EXERCISE 1 =>
Answer each question using the transcript excerpt.
(a) Which quarter and fiscal year is the conference call about?
(b) What titles does John Boylan hold?
(c) Which report on Form 10-K does the transcript excerpt name among the company's SEC filings?
EXERCISE 2 => How many lines of the records contain the string "middle"? Give only the number.

PASSAGE GIVEN =>
## START

And now to begin your conference, here's Earl Brown, Lancaster Colony Investor Relations.
Earl Brown - IR
Thank you. Good morning. Let me also say thank you for joining us today for the Lancaster Colony third quarter fiscal year 2008 conference call. Now please bear with me while we take care of a few details. As with other presentations of this type, today's discussion by Jay Gerlach, Chairman and CEO; and John Boylan, Vice President, Treasurer and CFO will contain forward-looking statements of what may happen in the future, including statements relating to Lancaster Colony sales prospects, growth rates, expected future levels of profitability, as well as the extent of share repurchases and business acquisitions to be made by the company. These forward-looking statements are based on numerous assumptions and are subject to uncertainties and risks. Accordingly, investors are cautioned not to place undue reliance on such statements. Factors that might cause Lancaster's to differ materially from forward looking statements include but are not limited to risks relating to the economy, competitive challenges, changes in raw materials costs, the success of product introductions, the effects of any restructuring and other factors that are discussed from time to time in the company's filings with the SEC, including Lancaster Colony's report on Form 10-K. Please know that the cautionary statements contained in the Safe Harbor paragraph of today's news release also apply to this conference call. Now here is Jay Gerlach. Jay?

## END

STORED DATA =>
## START

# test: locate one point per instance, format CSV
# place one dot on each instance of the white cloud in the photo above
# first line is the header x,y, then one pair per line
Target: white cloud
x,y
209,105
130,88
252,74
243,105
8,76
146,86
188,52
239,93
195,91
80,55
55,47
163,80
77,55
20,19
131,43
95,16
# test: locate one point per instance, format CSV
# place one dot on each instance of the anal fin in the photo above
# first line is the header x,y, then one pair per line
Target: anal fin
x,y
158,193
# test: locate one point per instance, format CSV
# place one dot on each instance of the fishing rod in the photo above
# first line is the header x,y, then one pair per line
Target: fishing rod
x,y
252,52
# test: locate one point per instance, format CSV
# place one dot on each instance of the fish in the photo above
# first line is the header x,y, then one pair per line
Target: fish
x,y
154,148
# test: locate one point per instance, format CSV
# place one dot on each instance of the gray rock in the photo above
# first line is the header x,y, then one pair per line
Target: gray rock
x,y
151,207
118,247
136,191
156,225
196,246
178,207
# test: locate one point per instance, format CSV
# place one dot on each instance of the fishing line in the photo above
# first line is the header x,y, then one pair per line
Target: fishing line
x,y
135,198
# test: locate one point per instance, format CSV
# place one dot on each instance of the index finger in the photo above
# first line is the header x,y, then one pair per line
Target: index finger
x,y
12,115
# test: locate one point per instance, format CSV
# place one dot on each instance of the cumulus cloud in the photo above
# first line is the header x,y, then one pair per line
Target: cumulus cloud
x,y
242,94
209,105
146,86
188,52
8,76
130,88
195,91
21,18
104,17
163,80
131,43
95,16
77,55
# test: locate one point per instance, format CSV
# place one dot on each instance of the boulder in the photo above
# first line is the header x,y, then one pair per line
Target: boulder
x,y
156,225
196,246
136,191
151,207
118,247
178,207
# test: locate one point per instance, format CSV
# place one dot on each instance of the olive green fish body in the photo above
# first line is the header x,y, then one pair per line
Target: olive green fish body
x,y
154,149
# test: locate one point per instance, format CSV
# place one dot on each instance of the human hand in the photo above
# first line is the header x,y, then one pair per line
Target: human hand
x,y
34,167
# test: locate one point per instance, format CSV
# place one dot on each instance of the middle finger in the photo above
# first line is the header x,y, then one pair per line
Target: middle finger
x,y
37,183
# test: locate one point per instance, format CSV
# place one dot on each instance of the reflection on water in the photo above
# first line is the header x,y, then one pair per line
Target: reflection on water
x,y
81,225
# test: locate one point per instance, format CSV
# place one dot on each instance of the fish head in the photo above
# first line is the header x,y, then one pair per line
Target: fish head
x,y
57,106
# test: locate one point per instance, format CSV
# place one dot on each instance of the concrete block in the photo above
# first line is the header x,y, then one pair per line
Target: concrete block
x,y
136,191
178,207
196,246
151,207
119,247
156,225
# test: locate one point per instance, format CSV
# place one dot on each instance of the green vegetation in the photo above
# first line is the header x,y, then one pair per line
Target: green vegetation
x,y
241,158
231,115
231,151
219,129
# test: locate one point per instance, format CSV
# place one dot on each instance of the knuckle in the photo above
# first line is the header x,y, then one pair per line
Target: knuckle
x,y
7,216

## END

WORKED ANSWER 1 =>
(a) The third quarter of fiscal year 2008.
(b) Vice President, Treasurer and CFO.
(c) Lancaster Colony's report on Form 10-K.

WORKED ANSWER 2 => 2